DATA ROWS =
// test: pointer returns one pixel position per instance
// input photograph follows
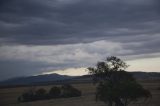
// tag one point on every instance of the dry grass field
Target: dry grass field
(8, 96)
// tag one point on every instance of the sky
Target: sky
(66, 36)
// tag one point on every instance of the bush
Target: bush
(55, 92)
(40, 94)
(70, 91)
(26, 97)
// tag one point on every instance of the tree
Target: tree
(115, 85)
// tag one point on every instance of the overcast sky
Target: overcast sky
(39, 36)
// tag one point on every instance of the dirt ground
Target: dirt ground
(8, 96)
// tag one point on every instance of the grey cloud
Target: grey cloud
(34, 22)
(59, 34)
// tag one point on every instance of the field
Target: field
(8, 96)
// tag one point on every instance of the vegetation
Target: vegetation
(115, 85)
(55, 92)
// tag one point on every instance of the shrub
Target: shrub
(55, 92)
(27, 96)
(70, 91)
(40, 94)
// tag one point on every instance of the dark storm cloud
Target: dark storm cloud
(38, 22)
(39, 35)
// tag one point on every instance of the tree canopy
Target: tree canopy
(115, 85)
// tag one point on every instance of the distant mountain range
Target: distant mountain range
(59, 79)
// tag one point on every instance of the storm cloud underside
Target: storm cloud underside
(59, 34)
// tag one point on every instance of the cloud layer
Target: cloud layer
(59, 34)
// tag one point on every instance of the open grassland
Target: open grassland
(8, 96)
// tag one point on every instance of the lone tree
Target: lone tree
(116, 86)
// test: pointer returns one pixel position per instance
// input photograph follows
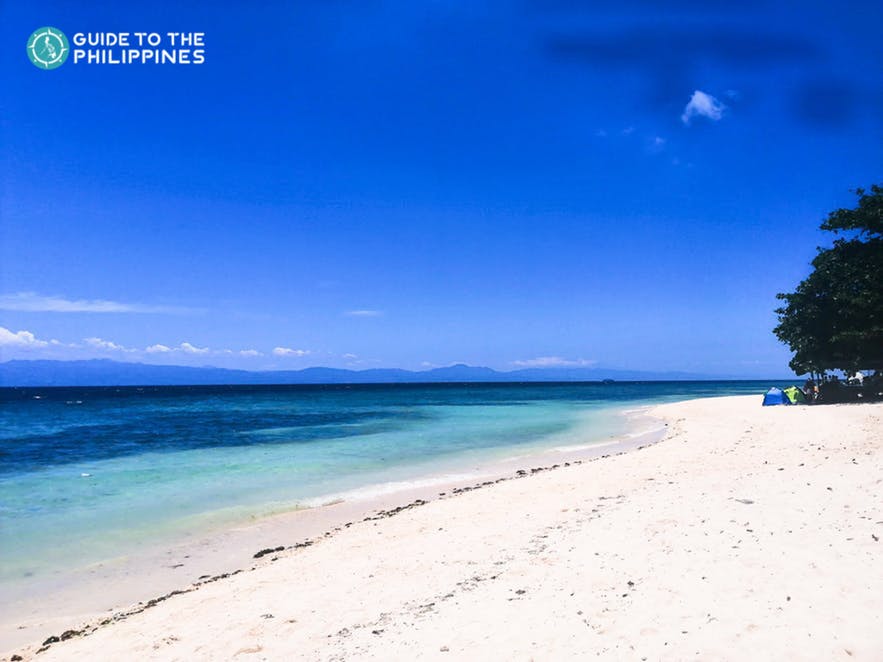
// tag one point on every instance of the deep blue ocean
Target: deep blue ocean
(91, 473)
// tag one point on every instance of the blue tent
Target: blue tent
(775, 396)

WORK TO BE COMPLETED = The data should be printed again unchanged; leave its pictures out.

REPLY =
// test: pointer returns one pixel position per instance
// input photograph follows
// tag one point on every instance of the dry grass field
Target: dry grass field
(8, 96)
// tag one point on every instance of the sky
Target: sky
(66, 36)
// tag one point on every instance of the bush
Target: bush
(55, 92)
(40, 94)
(70, 91)
(26, 97)
// tag one point on every instance of the tree
Target: tree
(115, 85)
// tag one point on every instance of the overcast sky
Target: overcast sky
(39, 36)
// tag one point on every instance of the dirt ground
Target: dirt ground
(8, 96)
// tag one point on every instance of the grey cloud
Target: grey cloud
(34, 22)
(59, 34)
// tag one point on every instance of the field
Target: field
(8, 96)
// tag one point on every instance of the vegetation
Target: vegetation
(115, 85)
(55, 92)
// tag one point on every instance of the shrub
Target: shrub
(55, 92)
(27, 96)
(70, 91)
(40, 94)
// tag one point on every instance of the dark storm cloud
Target: dark storm cloud
(38, 22)
(39, 35)
// tag one point on every instance of the tree canopy
Target: tree canopy
(115, 85)
// tag one point on every instance of the distant mountain range
Target: distant mountain range
(59, 79)
// tag one point on every instance of the storm cloud underside
Target: storm cloud underside
(59, 34)
// tag one point on every instance of the cloud layer
Target: cloud layer
(59, 34)
// tag one point on every instance of the open grassland
Target: open grassland
(8, 96)
// tag one point on every instance of the lone tree
Target: lone tree
(116, 86)
// test: pointer returns one pixel position per instance
// input photograph follows
// tag one point on every instance of the deep blue ocean
Target: deep blue ocean
(91, 473)
// tag one point on every instance of the blue tent
Target: blue tent
(775, 396)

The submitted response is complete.